EXERCISE: Please set out the lines of the entries below as a Markdown table with the columns Row and Entry line, beginning at the line containing "Exercise. Point out every instance of the small" and continuing through the last line of the entries. Number the rows in order, and omit blank lines.
──────
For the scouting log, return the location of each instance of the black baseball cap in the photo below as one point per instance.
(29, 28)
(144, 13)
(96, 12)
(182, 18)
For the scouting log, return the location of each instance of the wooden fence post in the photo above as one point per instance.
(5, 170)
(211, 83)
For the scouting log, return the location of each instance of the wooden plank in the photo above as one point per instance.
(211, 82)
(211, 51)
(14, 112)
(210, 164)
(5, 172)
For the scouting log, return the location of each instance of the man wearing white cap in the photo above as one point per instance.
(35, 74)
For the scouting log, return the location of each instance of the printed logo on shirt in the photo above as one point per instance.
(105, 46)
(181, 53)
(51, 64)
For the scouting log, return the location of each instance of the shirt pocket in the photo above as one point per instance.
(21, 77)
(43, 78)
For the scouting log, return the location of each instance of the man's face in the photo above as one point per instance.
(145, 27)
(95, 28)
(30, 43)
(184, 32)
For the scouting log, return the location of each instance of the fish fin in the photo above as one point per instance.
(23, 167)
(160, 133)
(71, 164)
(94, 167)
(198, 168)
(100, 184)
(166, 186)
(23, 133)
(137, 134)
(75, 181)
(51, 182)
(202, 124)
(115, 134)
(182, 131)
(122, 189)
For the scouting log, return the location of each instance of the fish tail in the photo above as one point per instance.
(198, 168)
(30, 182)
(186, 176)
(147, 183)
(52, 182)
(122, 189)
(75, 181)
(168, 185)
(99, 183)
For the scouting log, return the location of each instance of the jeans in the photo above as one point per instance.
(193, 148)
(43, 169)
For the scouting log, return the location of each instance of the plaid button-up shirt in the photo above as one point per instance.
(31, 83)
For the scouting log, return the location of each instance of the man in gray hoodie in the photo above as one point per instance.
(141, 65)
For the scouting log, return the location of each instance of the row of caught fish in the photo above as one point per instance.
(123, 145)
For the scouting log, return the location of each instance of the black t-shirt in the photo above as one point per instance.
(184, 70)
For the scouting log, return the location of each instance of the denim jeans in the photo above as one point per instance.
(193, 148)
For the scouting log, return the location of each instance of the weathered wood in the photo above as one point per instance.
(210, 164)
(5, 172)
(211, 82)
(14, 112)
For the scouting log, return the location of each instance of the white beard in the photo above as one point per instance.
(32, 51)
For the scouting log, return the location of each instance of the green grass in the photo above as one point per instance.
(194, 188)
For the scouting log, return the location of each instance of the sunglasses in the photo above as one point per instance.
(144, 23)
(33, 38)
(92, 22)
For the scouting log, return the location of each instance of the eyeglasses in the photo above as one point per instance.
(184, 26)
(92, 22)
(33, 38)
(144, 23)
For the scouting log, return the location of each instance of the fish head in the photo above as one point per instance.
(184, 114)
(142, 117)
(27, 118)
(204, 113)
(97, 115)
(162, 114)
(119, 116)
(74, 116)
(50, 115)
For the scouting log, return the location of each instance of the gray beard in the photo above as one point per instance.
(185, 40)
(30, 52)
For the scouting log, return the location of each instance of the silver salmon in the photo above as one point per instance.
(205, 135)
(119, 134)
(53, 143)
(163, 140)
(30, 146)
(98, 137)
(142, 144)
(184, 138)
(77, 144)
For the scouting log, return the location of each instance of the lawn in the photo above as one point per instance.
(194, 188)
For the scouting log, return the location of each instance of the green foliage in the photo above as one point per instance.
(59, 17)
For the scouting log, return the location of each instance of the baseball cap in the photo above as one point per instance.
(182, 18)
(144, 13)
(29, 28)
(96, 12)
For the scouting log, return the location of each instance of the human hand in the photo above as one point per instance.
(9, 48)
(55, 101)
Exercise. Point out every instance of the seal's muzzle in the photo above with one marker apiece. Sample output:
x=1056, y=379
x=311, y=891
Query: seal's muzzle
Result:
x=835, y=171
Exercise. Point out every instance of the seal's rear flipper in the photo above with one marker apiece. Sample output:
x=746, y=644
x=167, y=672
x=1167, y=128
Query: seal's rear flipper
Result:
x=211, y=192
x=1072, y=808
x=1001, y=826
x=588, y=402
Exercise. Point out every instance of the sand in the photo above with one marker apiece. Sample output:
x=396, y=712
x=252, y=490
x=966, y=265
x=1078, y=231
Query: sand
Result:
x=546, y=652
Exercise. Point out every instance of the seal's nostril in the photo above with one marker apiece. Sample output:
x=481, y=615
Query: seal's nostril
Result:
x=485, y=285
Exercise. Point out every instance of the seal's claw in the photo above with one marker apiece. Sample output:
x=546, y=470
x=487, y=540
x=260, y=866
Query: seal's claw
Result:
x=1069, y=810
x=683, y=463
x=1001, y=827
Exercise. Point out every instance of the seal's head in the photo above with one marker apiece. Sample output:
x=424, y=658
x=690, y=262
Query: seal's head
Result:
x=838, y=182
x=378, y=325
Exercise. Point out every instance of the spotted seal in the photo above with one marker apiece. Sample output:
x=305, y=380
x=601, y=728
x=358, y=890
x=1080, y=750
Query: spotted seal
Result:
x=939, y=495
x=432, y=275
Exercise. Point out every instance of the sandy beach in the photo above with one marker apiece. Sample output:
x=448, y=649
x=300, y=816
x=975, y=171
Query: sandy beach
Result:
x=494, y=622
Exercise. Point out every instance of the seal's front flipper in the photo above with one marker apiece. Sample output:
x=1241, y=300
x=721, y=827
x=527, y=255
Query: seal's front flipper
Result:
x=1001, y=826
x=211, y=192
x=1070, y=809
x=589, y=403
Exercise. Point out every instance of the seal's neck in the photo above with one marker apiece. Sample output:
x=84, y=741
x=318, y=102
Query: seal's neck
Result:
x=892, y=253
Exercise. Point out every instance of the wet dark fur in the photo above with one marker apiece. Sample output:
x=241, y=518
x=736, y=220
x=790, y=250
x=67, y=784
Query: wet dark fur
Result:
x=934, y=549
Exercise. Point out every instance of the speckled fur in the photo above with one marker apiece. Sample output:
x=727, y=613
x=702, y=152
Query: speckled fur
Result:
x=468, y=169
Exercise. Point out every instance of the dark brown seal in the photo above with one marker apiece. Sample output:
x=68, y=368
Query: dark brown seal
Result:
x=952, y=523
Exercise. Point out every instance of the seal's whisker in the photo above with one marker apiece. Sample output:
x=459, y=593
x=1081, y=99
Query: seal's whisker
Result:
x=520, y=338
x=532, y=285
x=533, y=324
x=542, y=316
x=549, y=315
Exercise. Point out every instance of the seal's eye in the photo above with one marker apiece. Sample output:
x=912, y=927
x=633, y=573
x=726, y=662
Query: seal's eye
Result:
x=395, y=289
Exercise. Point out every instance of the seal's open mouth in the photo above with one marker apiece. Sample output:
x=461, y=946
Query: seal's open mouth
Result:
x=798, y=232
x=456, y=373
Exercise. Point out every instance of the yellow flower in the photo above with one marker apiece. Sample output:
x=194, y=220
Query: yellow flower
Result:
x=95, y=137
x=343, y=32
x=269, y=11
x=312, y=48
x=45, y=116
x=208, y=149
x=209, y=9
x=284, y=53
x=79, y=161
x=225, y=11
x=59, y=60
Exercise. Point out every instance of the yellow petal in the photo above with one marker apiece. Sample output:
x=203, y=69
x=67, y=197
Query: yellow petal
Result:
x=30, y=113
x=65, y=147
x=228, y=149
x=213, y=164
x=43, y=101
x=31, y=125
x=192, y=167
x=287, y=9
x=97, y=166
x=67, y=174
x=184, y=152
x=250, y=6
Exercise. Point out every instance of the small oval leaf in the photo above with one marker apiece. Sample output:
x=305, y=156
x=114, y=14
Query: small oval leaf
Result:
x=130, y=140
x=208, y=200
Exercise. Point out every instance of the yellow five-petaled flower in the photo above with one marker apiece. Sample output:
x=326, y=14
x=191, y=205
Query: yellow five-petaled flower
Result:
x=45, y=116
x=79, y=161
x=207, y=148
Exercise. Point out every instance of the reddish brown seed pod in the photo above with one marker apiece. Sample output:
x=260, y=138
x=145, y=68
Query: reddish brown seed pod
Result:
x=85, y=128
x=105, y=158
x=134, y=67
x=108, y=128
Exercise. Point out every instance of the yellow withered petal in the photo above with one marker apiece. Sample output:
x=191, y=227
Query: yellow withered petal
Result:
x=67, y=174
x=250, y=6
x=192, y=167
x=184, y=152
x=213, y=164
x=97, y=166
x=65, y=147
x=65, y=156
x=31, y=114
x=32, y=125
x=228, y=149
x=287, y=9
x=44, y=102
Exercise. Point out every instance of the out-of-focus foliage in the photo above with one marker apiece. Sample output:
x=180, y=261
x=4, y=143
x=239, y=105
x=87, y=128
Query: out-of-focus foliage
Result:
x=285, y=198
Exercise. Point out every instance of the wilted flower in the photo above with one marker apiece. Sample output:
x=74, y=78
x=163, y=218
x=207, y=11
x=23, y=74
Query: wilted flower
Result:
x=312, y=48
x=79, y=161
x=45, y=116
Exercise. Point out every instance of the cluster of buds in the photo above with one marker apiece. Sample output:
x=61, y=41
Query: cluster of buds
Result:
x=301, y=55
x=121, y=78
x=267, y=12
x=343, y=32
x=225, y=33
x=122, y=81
──────
EXERCISE RESPONSE:
| Row | Entry line |
|---|---|
| 1 | Exercise. Point out every instance of the small oval leaf in the photo above with one marker apiece. Sample output: |
| 2 | x=305, y=156 |
| 3 | x=114, y=14 |
| 4 | Query: small oval leaf |
| 5 | Result: |
| 6 | x=130, y=140 |
| 7 | x=208, y=200 |
| 8 | Exercise. Point out every instance of the yellow five-petaled flower in the photo above with one marker apiece. Sample output: |
| 9 | x=326, y=14 |
| 10 | x=191, y=205 |
| 11 | Query: yellow five-petaled flower |
| 12 | Result: |
| 13 | x=45, y=116 |
| 14 | x=79, y=161 |
| 15 | x=207, y=148 |
| 16 | Exercise. Point out every instance of the reddish brown seed pod in the photo above with one marker apiece. Sample output: |
| 17 | x=260, y=138 |
| 18 | x=145, y=68 |
| 19 | Query: reddish brown seed pod |
| 20 | Result: |
| 21 | x=85, y=128 |
| 22 | x=105, y=158 |
| 23 | x=134, y=67 |
| 24 | x=108, y=128 |
| 25 | Exercise. Point out every instance of the yellow withered petal in the photo above with one marker apiece. Sample output: |
| 26 | x=191, y=227 |
| 27 | Query: yellow withered petal |
| 28 | Result: |
| 29 | x=67, y=174 |
| 30 | x=250, y=6 |
| 31 | x=192, y=167 |
| 32 | x=184, y=152 |
| 33 | x=213, y=164 |
| 34 | x=97, y=166 |
| 35 | x=65, y=147 |
| 36 | x=65, y=156 |
| 37 | x=31, y=114 |
| 38 | x=32, y=125 |
| 39 | x=228, y=149 |
| 40 | x=287, y=9 |
| 41 | x=44, y=102 |
| 42 | Exercise. Point out every instance of the out-of-focus foliage in the photo above with one marker apiece. Sample output: |
| 43 | x=180, y=261 |
| 44 | x=4, y=143 |
| 45 | x=239, y=105 |
| 46 | x=87, y=128 |
| 47 | Query: out-of-focus foliage |
| 48 | Result: |
| 49 | x=285, y=198 |
| 50 | Exercise. Point out every instance of the wilted flower in the photo above with one marker apiece. Sample output: |
| 51 | x=74, y=78 |
| 52 | x=163, y=218 |
| 53 | x=207, y=11 |
| 54 | x=23, y=74 |
| 55 | Query: wilted flower |
| 56 | Result: |
| 57 | x=312, y=48 |
| 58 | x=79, y=161 |
| 59 | x=45, y=116 |
| 60 | Exercise. Point out every instance of the cluster of buds in the photo above with one marker apiece. Sample output: |
| 61 | x=61, y=41 |
| 62 | Query: cluster of buds |
| 63 | Result: |
| 64 | x=301, y=55 |
| 65 | x=121, y=78 |
| 66 | x=267, y=12 |
| 67 | x=343, y=32 |
| 68 | x=225, y=33 |
| 69 | x=122, y=81 |